* WHAT IS EXPECTED
Convert the lines below into a JSON list of strings, one string per line, with blank lines and the picture left out.

* LISTED RECORDS
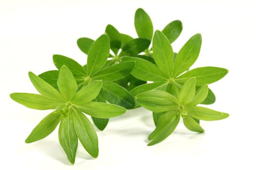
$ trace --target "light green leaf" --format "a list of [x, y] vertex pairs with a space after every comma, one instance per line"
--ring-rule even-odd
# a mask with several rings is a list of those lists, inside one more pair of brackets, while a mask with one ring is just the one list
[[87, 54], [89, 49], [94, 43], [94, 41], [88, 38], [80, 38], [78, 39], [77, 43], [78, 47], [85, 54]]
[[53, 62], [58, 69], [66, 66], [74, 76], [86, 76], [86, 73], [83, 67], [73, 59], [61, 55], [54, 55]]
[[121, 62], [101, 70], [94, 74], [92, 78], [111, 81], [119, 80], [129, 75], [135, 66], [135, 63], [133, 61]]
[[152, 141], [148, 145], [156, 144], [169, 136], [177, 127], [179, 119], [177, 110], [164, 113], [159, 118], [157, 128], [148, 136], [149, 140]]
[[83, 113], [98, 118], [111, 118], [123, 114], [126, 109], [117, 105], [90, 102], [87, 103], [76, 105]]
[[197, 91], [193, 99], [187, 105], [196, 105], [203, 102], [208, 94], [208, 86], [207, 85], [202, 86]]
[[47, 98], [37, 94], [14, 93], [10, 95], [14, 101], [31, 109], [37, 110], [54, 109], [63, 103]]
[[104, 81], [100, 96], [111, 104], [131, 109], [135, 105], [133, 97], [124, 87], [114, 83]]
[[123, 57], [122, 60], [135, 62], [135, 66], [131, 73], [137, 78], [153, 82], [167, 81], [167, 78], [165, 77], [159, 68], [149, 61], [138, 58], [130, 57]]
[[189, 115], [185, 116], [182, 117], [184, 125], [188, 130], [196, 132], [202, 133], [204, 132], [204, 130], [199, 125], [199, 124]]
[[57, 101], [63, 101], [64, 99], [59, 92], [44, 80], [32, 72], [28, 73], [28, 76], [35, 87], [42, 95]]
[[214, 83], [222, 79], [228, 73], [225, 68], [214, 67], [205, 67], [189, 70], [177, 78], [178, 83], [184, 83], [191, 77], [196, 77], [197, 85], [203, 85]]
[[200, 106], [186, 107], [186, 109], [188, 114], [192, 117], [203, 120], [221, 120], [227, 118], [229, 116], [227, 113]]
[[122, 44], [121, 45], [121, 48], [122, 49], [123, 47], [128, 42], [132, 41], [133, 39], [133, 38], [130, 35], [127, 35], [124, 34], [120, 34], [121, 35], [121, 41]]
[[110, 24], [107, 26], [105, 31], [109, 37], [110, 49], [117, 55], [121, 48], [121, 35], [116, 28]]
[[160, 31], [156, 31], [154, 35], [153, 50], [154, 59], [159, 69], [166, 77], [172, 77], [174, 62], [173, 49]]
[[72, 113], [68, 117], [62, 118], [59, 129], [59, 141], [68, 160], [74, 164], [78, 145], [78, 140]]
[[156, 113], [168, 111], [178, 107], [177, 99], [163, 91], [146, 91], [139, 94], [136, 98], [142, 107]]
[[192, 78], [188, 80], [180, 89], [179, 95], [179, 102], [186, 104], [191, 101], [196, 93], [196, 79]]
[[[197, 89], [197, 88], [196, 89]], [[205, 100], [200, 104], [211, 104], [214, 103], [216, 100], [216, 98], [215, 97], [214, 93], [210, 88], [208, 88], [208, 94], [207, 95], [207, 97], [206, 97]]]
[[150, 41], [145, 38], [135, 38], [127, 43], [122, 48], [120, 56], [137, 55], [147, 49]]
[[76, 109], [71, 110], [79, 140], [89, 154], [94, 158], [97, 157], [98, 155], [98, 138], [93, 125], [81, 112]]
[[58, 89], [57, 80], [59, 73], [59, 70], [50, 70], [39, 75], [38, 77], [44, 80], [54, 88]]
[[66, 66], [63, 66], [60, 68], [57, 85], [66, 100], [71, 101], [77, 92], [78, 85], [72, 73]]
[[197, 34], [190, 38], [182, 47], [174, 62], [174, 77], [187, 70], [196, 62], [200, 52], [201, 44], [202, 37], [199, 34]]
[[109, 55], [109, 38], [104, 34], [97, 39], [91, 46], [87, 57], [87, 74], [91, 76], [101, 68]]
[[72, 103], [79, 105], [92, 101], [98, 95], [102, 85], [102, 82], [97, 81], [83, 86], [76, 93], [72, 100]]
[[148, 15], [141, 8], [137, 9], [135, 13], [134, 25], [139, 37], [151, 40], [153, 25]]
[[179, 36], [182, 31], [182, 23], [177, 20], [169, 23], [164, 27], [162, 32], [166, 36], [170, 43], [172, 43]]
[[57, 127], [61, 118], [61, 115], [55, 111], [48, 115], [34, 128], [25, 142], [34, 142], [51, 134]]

* FINAL ANSWER
[
  "$ trace --target \"light green leaf\" --format \"a list of [x, y] vertex pairs with a space after every comma, one instance per line\"",
  "--ring-rule even-odd",
  "# a mask with several rings is a list of those lists, inside one more pair of brackets, while a mask with one ring is just the one list",
  "[[87, 54], [89, 49], [94, 43], [94, 41], [88, 38], [80, 38], [78, 39], [77, 43], [78, 47], [85, 54]]",
  "[[53, 62], [58, 69], [66, 66], [74, 76], [86, 76], [86, 73], [83, 67], [73, 59], [61, 55], [54, 55]]",
  "[[121, 62], [101, 70], [94, 74], [92, 78], [111, 81], [119, 80], [129, 75], [135, 66], [135, 63], [133, 61]]",
  "[[152, 141], [148, 145], [156, 144], [169, 136], [177, 127], [179, 119], [177, 110], [164, 113], [159, 118], [157, 128], [148, 136], [149, 140]]",
  "[[83, 113], [98, 118], [111, 118], [123, 114], [126, 109], [117, 105], [90, 102], [87, 103], [76, 105]]",
  "[[197, 91], [193, 99], [187, 105], [196, 105], [203, 102], [208, 94], [208, 86], [207, 85], [202, 86]]",
  "[[47, 98], [37, 94], [14, 93], [10, 95], [14, 101], [31, 109], [37, 110], [54, 109], [63, 103]]",
  "[[104, 81], [100, 96], [111, 104], [131, 109], [135, 105], [133, 97], [124, 87], [114, 83]]",
  "[[123, 57], [122, 60], [135, 62], [135, 66], [131, 73], [137, 78], [153, 82], [167, 81], [167, 78], [165, 77], [159, 68], [149, 61], [138, 58], [130, 57]]",
  "[[189, 115], [185, 116], [182, 117], [184, 125], [188, 130], [196, 132], [202, 133], [204, 132], [204, 130], [199, 125], [199, 124]]",
  "[[57, 101], [63, 101], [64, 99], [59, 92], [44, 80], [32, 72], [28, 73], [28, 76], [35, 87], [42, 95]]",
  "[[214, 83], [222, 79], [228, 73], [225, 68], [214, 67], [205, 67], [189, 70], [177, 78], [178, 83], [184, 83], [191, 77], [196, 77], [197, 85], [203, 85]]",
  "[[200, 106], [186, 107], [186, 109], [188, 114], [192, 117], [203, 120], [221, 120], [227, 118], [229, 116], [227, 113]]",
  "[[122, 44], [121, 45], [121, 48], [122, 49], [123, 47], [128, 42], [132, 41], [133, 39], [133, 38], [130, 35], [127, 35], [124, 34], [120, 34], [121, 35], [121, 41]]",
  "[[110, 24], [107, 26], [105, 31], [109, 37], [110, 49], [117, 55], [121, 48], [121, 35], [116, 28]]",
  "[[160, 31], [156, 31], [154, 35], [153, 50], [154, 59], [159, 69], [166, 77], [172, 77], [174, 62], [173, 49]]",
  "[[72, 113], [68, 117], [62, 118], [59, 129], [59, 141], [68, 160], [74, 164], [78, 145], [78, 140]]",
  "[[156, 113], [168, 111], [178, 107], [177, 99], [163, 91], [146, 91], [139, 94], [136, 98], [142, 107]]",
  "[[192, 78], [188, 80], [180, 89], [179, 95], [179, 102], [186, 104], [191, 101], [196, 93], [196, 79]]",
  "[[[197, 89], [197, 88], [196, 89]], [[205, 100], [200, 104], [211, 104], [214, 103], [216, 100], [216, 98], [215, 97], [214, 93], [210, 88], [208, 88], [208, 94], [207, 95], [207, 97], [206, 97]]]",
  "[[150, 41], [145, 38], [135, 38], [127, 43], [122, 48], [120, 56], [137, 55], [147, 49]]",
  "[[76, 109], [71, 110], [79, 140], [89, 154], [94, 158], [97, 157], [98, 155], [98, 138], [93, 125], [81, 112]]",
  "[[58, 89], [57, 80], [59, 73], [59, 70], [50, 70], [39, 75], [38, 77], [44, 80], [54, 88]]",
  "[[66, 66], [63, 66], [60, 68], [57, 85], [66, 100], [71, 101], [77, 92], [78, 85], [72, 73]]",
  "[[197, 34], [190, 38], [182, 47], [174, 62], [174, 77], [187, 70], [196, 62], [200, 52], [201, 44], [202, 37], [199, 34]]",
  "[[109, 55], [109, 38], [104, 34], [97, 39], [91, 46], [87, 57], [87, 74], [91, 76], [101, 68]]",
  "[[72, 103], [79, 105], [92, 101], [98, 95], [102, 85], [102, 82], [97, 81], [83, 86], [76, 93], [72, 100]]",
  "[[148, 15], [141, 8], [137, 9], [135, 13], [134, 25], [139, 37], [151, 40], [153, 25]]",
  "[[179, 36], [182, 31], [182, 23], [177, 20], [169, 23], [164, 27], [162, 32], [166, 36], [170, 43], [172, 43]]",
  "[[57, 127], [61, 118], [61, 115], [55, 111], [48, 115], [34, 128], [25, 142], [34, 142], [51, 134]]"
]